Retype every line from the one containing "need bbox / wood grain texture" through the last line of the records below, both included; leave out the pictures.

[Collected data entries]
▬▬▬
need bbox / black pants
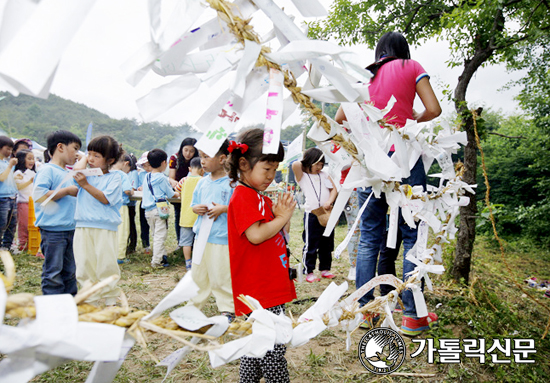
[173,202,181,243]
[302,213,334,274]
[240,305,289,383]
[127,205,137,253]
[139,202,150,248]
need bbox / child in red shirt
[227,128,296,383]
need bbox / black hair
[189,157,202,169]
[175,137,198,171]
[13,139,31,154]
[87,135,123,167]
[15,149,35,173]
[217,139,230,156]
[367,32,411,78]
[43,149,51,163]
[301,147,325,173]
[227,128,284,185]
[128,153,137,172]
[147,148,168,169]
[0,136,14,150]
[46,130,82,156]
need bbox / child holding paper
[0,136,18,251]
[112,153,134,263]
[292,148,338,283]
[136,152,151,254]
[14,149,36,252]
[178,157,203,270]
[73,135,124,305]
[33,130,81,295]
[188,140,234,319]
[141,149,180,268]
[227,128,296,382]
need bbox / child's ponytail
[226,128,285,185]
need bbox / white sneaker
[347,267,356,281]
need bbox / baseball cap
[137,151,149,167]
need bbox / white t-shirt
[297,170,333,213]
[15,169,35,203]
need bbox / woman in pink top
[335,32,441,336]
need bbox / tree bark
[451,47,493,284]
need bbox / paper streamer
[333,190,373,258]
[263,68,284,154]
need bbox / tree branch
[488,132,527,139]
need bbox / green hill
[0,92,199,156]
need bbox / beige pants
[74,227,121,302]
[117,205,129,259]
[145,208,168,265]
[189,243,234,313]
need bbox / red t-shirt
[228,185,296,316]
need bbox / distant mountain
[0,92,198,157]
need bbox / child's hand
[173,191,180,199]
[14,173,23,181]
[193,204,208,215]
[207,202,226,220]
[74,172,89,187]
[273,192,296,222]
[323,202,333,211]
[8,158,17,167]
[137,186,143,191]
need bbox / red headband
[227,140,248,154]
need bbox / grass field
[2,207,550,382]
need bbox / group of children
[0,128,319,382]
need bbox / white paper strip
[289,0,327,17]
[0,0,97,96]
[136,73,201,121]
[263,68,284,154]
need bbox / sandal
[306,273,320,283]
[321,270,335,279]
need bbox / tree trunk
[451,47,493,284]
[452,109,478,284]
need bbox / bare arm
[168,168,177,181]
[413,77,442,122]
[244,193,296,245]
[74,173,109,204]
[73,155,88,170]
[323,176,338,210]
[0,158,17,182]
[35,186,78,203]
[291,160,304,182]
[16,177,34,190]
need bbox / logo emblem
[358,328,406,374]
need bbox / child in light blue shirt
[0,136,17,250]
[33,130,81,295]
[142,149,179,267]
[72,135,124,305]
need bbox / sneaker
[401,312,439,337]
[151,262,164,268]
[347,267,356,281]
[221,311,235,323]
[306,273,320,283]
[320,270,335,279]
[144,247,151,254]
[117,258,128,264]
[185,259,192,270]
[360,313,380,329]
[161,255,170,267]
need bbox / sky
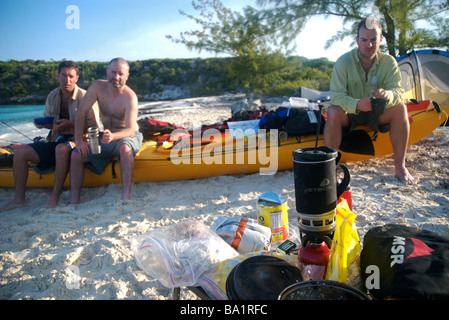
[0,0,354,63]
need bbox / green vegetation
[251,0,449,57]
[0,56,334,104]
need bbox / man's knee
[119,143,133,157]
[55,143,71,157]
[390,102,407,114]
[325,105,350,127]
[14,145,38,162]
[380,102,408,125]
[327,105,347,120]
[71,150,84,162]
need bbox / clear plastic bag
[130,220,239,288]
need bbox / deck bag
[360,224,449,299]
[259,107,325,135]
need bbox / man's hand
[356,98,373,112]
[101,129,113,144]
[75,140,90,157]
[53,119,72,131]
[372,88,391,101]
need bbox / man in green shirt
[324,18,416,184]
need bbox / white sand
[0,95,448,300]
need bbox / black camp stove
[297,210,335,248]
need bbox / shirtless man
[324,18,416,184]
[70,57,142,203]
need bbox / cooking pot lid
[292,146,338,161]
[226,255,303,300]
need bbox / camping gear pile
[130,143,449,300]
[131,189,449,300]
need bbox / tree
[167,0,273,56]
[167,0,295,94]
[255,0,449,57]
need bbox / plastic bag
[211,216,272,253]
[130,220,239,288]
[325,200,362,287]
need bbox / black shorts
[344,111,390,136]
[28,135,73,173]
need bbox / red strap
[231,219,248,250]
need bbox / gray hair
[108,57,130,72]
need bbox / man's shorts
[344,111,390,136]
[29,135,74,174]
[76,131,143,175]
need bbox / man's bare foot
[121,191,131,202]
[43,197,59,209]
[0,199,26,212]
[395,167,417,185]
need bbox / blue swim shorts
[75,131,143,175]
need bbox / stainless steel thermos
[87,126,101,154]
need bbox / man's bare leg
[379,103,416,184]
[118,144,134,201]
[69,151,88,204]
[0,145,39,212]
[323,105,351,149]
[44,143,72,208]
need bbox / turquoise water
[0,105,45,126]
[0,105,45,144]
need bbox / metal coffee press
[87,126,101,154]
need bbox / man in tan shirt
[70,57,142,203]
[324,18,415,184]
[0,61,98,212]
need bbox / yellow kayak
[0,100,447,188]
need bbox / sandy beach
[0,95,448,300]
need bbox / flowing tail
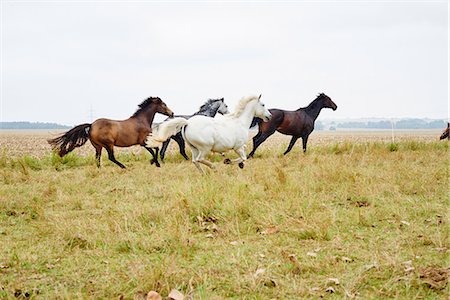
[146,117,188,148]
[47,123,91,157]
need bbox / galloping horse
[249,93,337,157]
[440,123,449,140]
[147,95,271,173]
[48,97,174,168]
[157,98,229,162]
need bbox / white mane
[226,95,259,118]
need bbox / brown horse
[48,97,174,168]
[248,93,337,157]
[440,122,449,140]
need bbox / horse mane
[198,99,220,112]
[299,93,326,111]
[227,95,259,118]
[132,97,161,117]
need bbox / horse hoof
[224,158,231,164]
[238,162,244,169]
[150,159,155,165]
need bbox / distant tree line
[0,122,71,129]
[315,119,447,130]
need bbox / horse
[147,95,271,173]
[440,123,449,140]
[47,97,174,168]
[156,98,229,162]
[248,93,337,157]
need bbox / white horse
[147,95,272,173]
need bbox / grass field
[0,130,448,299]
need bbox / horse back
[184,115,247,152]
[90,118,149,147]
[260,109,313,136]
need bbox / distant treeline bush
[316,119,446,130]
[0,122,71,129]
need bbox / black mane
[132,97,160,117]
[298,93,327,111]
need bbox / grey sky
[1,1,448,125]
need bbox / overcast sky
[1,1,448,125]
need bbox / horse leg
[284,136,299,155]
[105,147,126,169]
[91,141,102,168]
[176,135,190,160]
[249,129,276,157]
[302,135,310,153]
[248,132,262,158]
[153,147,161,167]
[143,146,161,167]
[224,147,247,168]
[234,147,247,169]
[199,159,214,169]
[95,147,102,168]
[197,149,214,169]
[159,139,170,162]
[170,133,189,160]
[190,147,204,174]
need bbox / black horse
[440,123,449,140]
[156,98,229,162]
[249,93,337,157]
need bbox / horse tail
[147,117,188,148]
[47,123,91,157]
[180,123,200,158]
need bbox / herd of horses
[48,94,447,173]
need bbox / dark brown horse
[440,123,449,140]
[248,93,337,157]
[48,97,174,168]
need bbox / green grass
[0,141,448,299]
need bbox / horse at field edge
[248,93,337,157]
[147,95,271,173]
[440,123,449,140]
[47,97,174,168]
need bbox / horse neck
[135,106,157,126]
[304,98,324,121]
[237,100,257,128]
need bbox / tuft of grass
[389,142,399,152]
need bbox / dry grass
[0,130,448,299]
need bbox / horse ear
[221,98,224,101]
[258,94,262,100]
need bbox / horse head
[440,123,449,140]
[254,95,272,122]
[208,98,229,115]
[217,98,229,115]
[153,97,174,117]
[318,93,337,111]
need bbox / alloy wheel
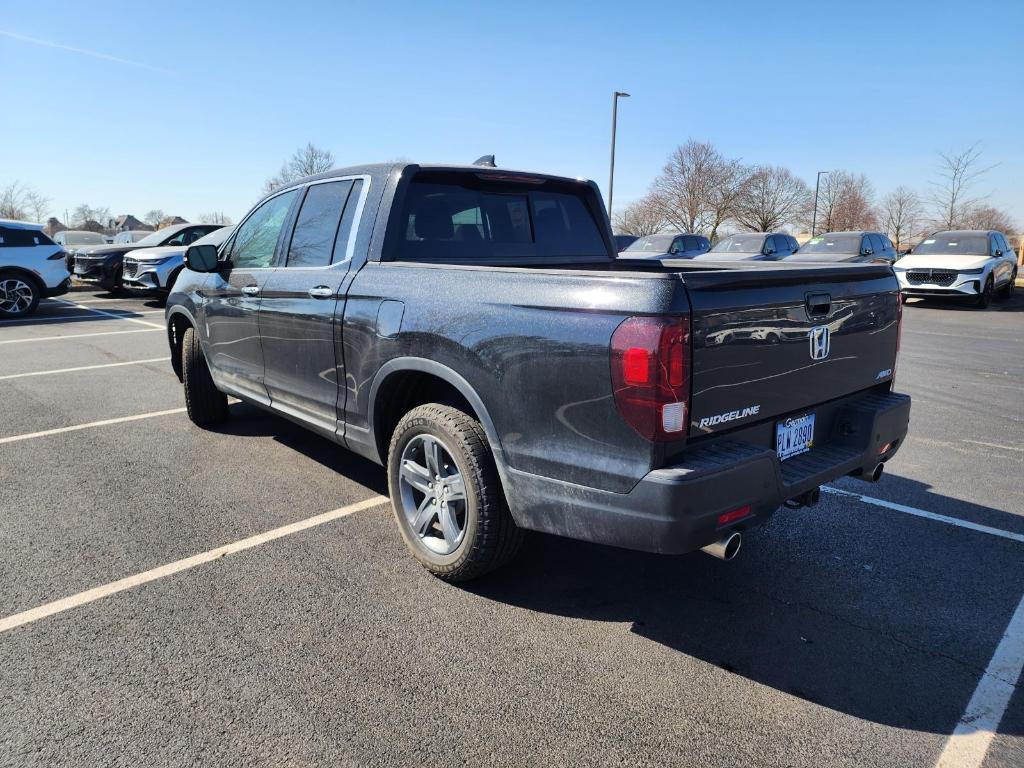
[0,278,35,316]
[397,434,467,555]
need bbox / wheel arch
[166,306,198,382]
[368,358,503,469]
[0,266,46,294]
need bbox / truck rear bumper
[504,390,911,554]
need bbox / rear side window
[0,227,52,247]
[394,173,607,263]
[286,180,354,268]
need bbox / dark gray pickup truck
[167,162,910,581]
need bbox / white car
[895,229,1018,308]
[0,219,72,318]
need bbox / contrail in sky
[0,29,176,75]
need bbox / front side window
[286,180,354,268]
[229,190,299,269]
[395,174,606,262]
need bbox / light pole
[811,170,829,236]
[608,91,630,218]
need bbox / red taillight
[610,316,690,441]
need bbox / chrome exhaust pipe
[870,463,884,482]
[701,531,742,561]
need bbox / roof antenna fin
[473,154,496,167]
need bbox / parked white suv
[0,220,72,318]
[895,230,1018,308]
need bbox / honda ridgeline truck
[166,162,910,581]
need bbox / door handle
[241,285,260,296]
[308,286,334,299]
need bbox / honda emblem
[809,326,830,360]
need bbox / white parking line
[0,408,186,445]
[0,357,171,381]
[0,496,388,634]
[51,298,164,329]
[964,439,1024,454]
[0,328,163,344]
[0,309,164,325]
[823,487,1024,544]
[935,592,1024,768]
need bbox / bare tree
[960,204,1016,234]
[25,190,50,223]
[143,209,166,228]
[612,193,665,236]
[0,181,29,220]
[879,186,923,253]
[929,142,994,230]
[198,211,233,225]
[71,204,112,230]
[264,142,335,193]
[651,140,742,236]
[814,171,877,232]
[734,165,811,233]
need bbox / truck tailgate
[682,263,900,436]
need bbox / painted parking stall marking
[0,327,163,344]
[823,486,1024,544]
[0,357,171,381]
[0,407,186,445]
[0,496,388,635]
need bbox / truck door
[259,178,363,433]
[202,188,299,403]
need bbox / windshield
[133,227,184,247]
[799,234,862,254]
[193,227,231,247]
[65,231,106,245]
[711,234,766,253]
[912,234,988,255]
[624,234,675,252]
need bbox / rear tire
[998,270,1016,300]
[182,326,228,427]
[0,271,40,318]
[387,404,523,582]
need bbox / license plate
[74,265,85,274]
[776,413,815,460]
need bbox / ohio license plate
[776,413,815,460]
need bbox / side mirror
[994,249,1003,257]
[185,243,220,272]
[863,247,874,256]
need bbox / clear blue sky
[2,0,1022,227]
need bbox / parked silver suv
[123,226,230,298]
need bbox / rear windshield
[64,231,106,245]
[624,234,674,252]
[913,234,988,255]
[799,234,862,254]
[393,173,608,263]
[711,234,765,253]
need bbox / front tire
[976,277,994,309]
[0,272,40,318]
[387,404,523,582]
[998,270,1017,300]
[181,326,228,427]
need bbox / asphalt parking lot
[1,286,1022,767]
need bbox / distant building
[157,216,188,229]
[112,214,153,232]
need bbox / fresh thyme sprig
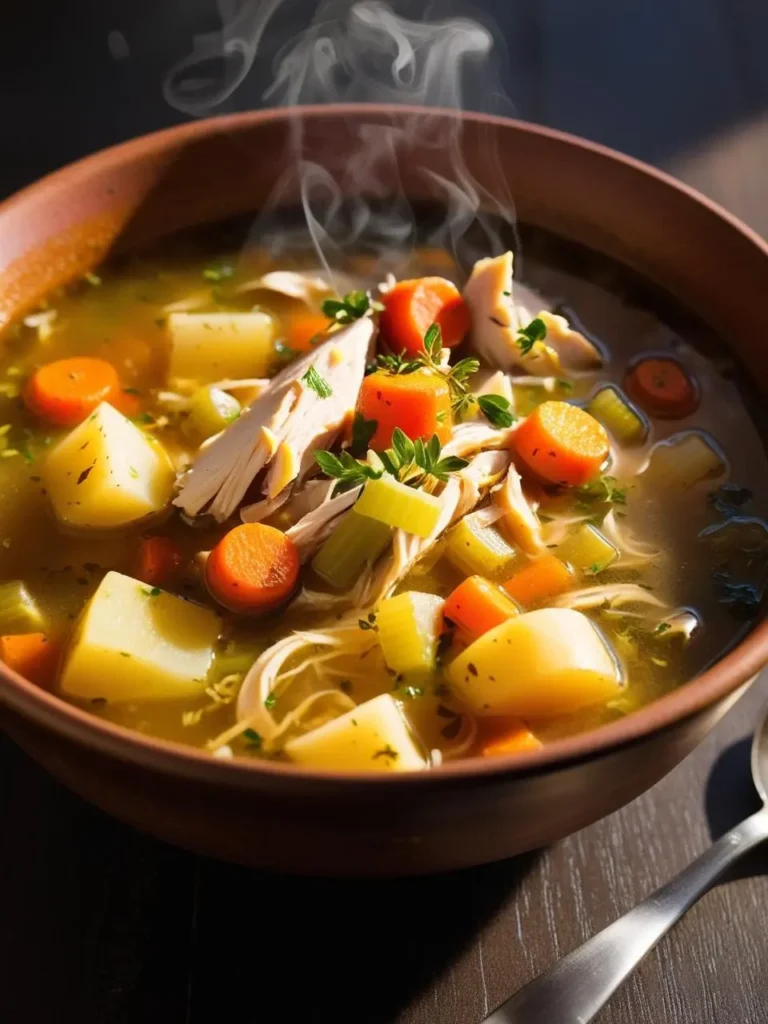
[516,316,548,356]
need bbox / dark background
[2,2,768,1022]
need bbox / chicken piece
[536,311,602,371]
[494,462,545,555]
[285,485,362,560]
[463,252,601,374]
[454,449,510,519]
[442,420,514,460]
[174,317,375,521]
[234,270,333,304]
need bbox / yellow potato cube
[284,693,426,772]
[60,571,221,702]
[167,311,277,382]
[43,402,175,529]
[449,607,621,717]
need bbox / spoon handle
[485,808,768,1024]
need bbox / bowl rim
[1,103,766,790]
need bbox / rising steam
[163,0,517,278]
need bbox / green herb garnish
[348,412,378,457]
[243,728,262,749]
[264,693,277,711]
[378,429,469,488]
[654,622,671,635]
[202,260,235,283]
[358,613,378,632]
[516,317,547,356]
[321,290,381,324]
[302,366,333,399]
[314,449,382,495]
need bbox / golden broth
[1,224,765,765]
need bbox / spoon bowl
[750,701,768,803]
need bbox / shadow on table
[705,734,767,882]
[189,848,539,1024]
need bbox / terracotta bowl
[1,106,766,876]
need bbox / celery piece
[588,385,648,446]
[187,386,241,440]
[445,512,517,579]
[354,475,442,538]
[556,524,618,573]
[312,509,393,589]
[0,580,45,634]
[644,431,726,489]
[377,591,444,675]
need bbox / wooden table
[2,2,768,1021]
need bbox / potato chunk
[449,607,621,717]
[167,311,277,382]
[43,402,174,529]
[284,693,426,772]
[60,571,221,702]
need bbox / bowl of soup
[0,107,766,874]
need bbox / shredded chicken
[234,270,332,304]
[174,316,375,521]
[442,420,514,459]
[494,461,545,554]
[285,485,362,559]
[463,252,601,374]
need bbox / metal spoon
[484,701,768,1024]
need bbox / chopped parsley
[141,586,162,598]
[302,366,333,399]
[243,728,262,749]
[654,622,671,635]
[264,693,277,711]
[358,612,378,632]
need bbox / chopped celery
[556,524,618,573]
[377,591,444,675]
[0,580,44,634]
[187,386,241,440]
[446,512,517,579]
[588,386,648,446]
[312,509,393,589]
[354,475,442,538]
[644,431,727,489]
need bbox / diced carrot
[480,718,543,758]
[503,554,573,607]
[136,536,185,587]
[380,277,470,356]
[205,523,300,614]
[513,401,609,487]
[443,575,519,639]
[358,369,452,450]
[0,632,61,688]
[284,312,331,352]
[624,357,698,419]
[24,357,121,426]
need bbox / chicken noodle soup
[1,226,765,771]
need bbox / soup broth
[1,220,765,770]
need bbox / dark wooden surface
[3,2,768,1022]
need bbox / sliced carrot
[503,554,573,607]
[284,312,331,352]
[480,718,543,758]
[380,277,470,356]
[24,357,121,426]
[513,401,609,487]
[624,357,698,419]
[443,575,519,639]
[358,369,452,450]
[0,632,61,688]
[205,523,300,614]
[136,536,185,587]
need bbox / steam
[164,0,517,279]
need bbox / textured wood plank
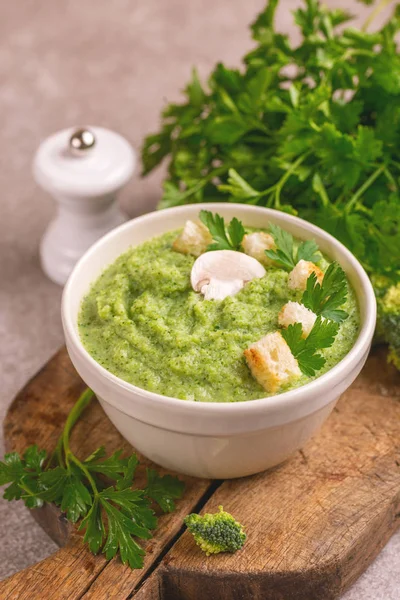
[0,347,211,600]
[152,347,400,600]
[0,536,107,600]
[133,575,161,600]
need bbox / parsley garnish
[0,389,184,569]
[302,262,349,323]
[265,223,320,270]
[199,210,245,251]
[145,468,186,513]
[281,317,339,377]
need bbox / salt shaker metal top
[34,126,135,285]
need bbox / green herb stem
[354,203,371,215]
[61,388,94,462]
[18,480,41,499]
[384,167,397,191]
[274,152,311,208]
[69,452,99,497]
[58,388,100,496]
[45,435,64,470]
[345,165,385,214]
[45,388,94,471]
[55,436,64,468]
[315,176,330,208]
[362,0,394,32]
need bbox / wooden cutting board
[1,346,400,600]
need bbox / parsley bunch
[142,0,400,365]
[0,389,184,569]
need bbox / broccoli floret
[184,505,246,556]
[376,281,400,368]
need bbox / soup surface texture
[79,229,359,402]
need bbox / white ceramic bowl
[62,203,376,479]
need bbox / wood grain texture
[1,346,400,600]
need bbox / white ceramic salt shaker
[34,126,135,285]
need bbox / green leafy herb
[199,210,245,251]
[302,262,349,322]
[265,223,320,270]
[281,317,339,376]
[142,0,400,368]
[145,469,185,513]
[0,389,184,569]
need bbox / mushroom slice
[191,250,266,301]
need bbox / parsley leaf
[281,317,339,376]
[80,497,105,554]
[145,468,186,513]
[0,452,26,487]
[302,262,349,322]
[85,449,131,480]
[199,210,245,251]
[60,466,92,523]
[266,223,320,270]
[1,388,185,570]
[23,445,47,472]
[100,499,147,569]
[266,223,295,269]
[297,239,320,263]
[228,217,246,249]
[218,168,261,202]
[199,210,232,250]
[0,447,48,506]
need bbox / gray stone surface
[0,0,397,596]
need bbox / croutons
[241,232,276,266]
[244,331,301,393]
[172,220,212,257]
[288,259,324,291]
[278,301,317,338]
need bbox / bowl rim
[62,202,376,416]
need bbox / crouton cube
[278,301,317,338]
[288,259,324,291]
[244,331,301,394]
[172,220,212,257]
[241,232,276,266]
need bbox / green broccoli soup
[79,218,360,403]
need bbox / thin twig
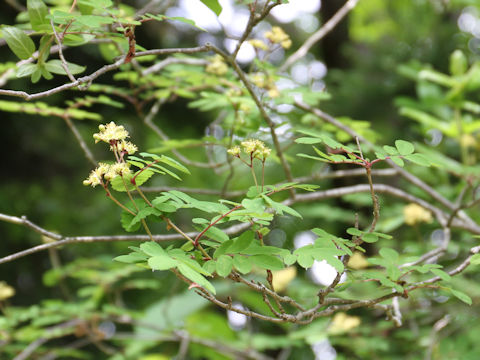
▬▬▬
» **SOLUTION**:
need bbox / wood grain texture
[1,346,400,600]
need bbox / white ceramic salt shaker
[34,126,135,285]
need bbox / green leafy herb
[199,210,245,251]
[302,262,349,322]
[265,223,320,270]
[281,317,339,376]
[142,0,400,368]
[145,469,185,513]
[0,389,184,569]
need bbox / mushroom slice
[191,250,266,301]
need bbox / parsley leaf
[281,317,339,376]
[80,497,105,554]
[145,468,186,513]
[0,452,26,487]
[302,262,349,322]
[85,449,131,480]
[199,210,245,251]
[60,466,92,523]
[266,223,320,270]
[1,388,185,570]
[23,445,47,472]
[100,499,147,569]
[266,223,295,269]
[297,239,320,263]
[228,217,246,249]
[218,168,261,202]
[199,210,232,250]
[0,447,48,506]
need bbox / gray stone surface
[0,0,397,596]
need bbox / croutons
[241,232,276,266]
[244,331,301,393]
[172,220,212,257]
[288,259,324,291]
[278,301,317,338]
need bbox / bowl rim
[62,202,376,416]
need bbox / crouton cube
[278,301,317,338]
[288,259,324,291]
[244,331,301,394]
[172,220,212,257]
[241,232,276,266]
need bbox / green broccoli soup
[79,218,360,403]
need bbox / thin twig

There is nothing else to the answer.